DATA FOR THIS TASK:
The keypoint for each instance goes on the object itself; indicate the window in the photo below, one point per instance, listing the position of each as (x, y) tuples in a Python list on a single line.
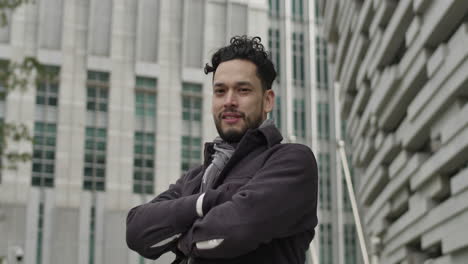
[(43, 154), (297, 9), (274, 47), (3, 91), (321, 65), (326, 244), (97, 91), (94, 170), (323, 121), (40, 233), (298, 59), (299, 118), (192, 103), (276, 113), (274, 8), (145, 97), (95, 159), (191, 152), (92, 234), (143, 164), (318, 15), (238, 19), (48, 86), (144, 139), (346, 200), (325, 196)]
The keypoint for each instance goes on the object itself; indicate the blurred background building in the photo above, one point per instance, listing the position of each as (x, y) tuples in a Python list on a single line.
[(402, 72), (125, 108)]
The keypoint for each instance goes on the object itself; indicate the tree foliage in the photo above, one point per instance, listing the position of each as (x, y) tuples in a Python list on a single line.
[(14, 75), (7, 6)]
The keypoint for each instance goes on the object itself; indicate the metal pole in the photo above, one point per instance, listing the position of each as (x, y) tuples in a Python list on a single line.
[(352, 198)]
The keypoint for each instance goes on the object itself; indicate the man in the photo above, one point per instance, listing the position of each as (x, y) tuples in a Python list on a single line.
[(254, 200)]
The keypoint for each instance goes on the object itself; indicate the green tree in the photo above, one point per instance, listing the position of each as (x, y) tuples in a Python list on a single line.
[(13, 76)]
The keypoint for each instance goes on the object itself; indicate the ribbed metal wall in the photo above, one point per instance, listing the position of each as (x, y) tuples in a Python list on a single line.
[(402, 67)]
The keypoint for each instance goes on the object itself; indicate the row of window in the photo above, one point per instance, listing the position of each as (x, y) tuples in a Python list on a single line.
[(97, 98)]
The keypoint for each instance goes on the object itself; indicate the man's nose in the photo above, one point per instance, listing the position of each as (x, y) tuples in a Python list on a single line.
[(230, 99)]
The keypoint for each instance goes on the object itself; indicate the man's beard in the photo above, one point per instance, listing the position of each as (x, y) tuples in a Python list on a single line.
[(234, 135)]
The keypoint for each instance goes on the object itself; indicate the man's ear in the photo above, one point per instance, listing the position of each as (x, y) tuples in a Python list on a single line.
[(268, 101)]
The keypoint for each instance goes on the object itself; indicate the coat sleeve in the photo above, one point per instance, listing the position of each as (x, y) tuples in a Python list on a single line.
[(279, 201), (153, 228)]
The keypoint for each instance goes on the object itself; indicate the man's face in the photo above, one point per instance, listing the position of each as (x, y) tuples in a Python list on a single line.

* * *

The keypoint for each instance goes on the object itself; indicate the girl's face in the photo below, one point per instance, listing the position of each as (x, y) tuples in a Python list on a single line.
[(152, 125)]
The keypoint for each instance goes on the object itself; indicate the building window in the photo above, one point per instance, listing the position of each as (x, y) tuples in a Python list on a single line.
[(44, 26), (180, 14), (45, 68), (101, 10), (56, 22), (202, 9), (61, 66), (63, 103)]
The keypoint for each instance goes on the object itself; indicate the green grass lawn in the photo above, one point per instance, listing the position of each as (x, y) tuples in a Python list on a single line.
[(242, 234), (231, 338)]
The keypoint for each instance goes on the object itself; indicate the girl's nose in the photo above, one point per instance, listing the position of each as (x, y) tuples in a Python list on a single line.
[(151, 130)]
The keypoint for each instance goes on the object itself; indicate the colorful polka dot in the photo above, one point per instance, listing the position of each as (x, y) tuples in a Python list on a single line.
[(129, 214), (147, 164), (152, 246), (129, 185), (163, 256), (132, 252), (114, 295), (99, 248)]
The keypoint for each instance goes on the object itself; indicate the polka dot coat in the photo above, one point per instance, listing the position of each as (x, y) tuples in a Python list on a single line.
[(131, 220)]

==

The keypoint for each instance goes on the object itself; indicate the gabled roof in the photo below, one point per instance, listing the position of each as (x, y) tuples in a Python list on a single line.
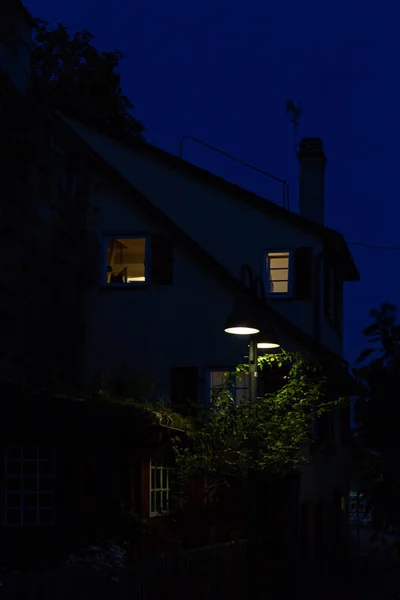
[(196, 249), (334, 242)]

WRITTEN EXERCISE: From the records above, extract every line containing the word "below", treating uppercase and lowercase as distinct.

OUTPUT OF THE EXERCISE:
The keypoint for each instance goes on the object itself; indicate the window in the photo below, one point per instance, listing the position of each as (x, y) tuples in a Python list on a single line.
The keypoint for each instance goes on the object itself; indicate the girl's face in the photo below, one point per instance, listing the position of each as (x, y) tuples in a Python list on a single line.
The keypoint for each instance goes on the object itself; indicate the gabled roof in the photo below, one point per instance, listing the position of each as (x, y) tuples in a Python list on a single line.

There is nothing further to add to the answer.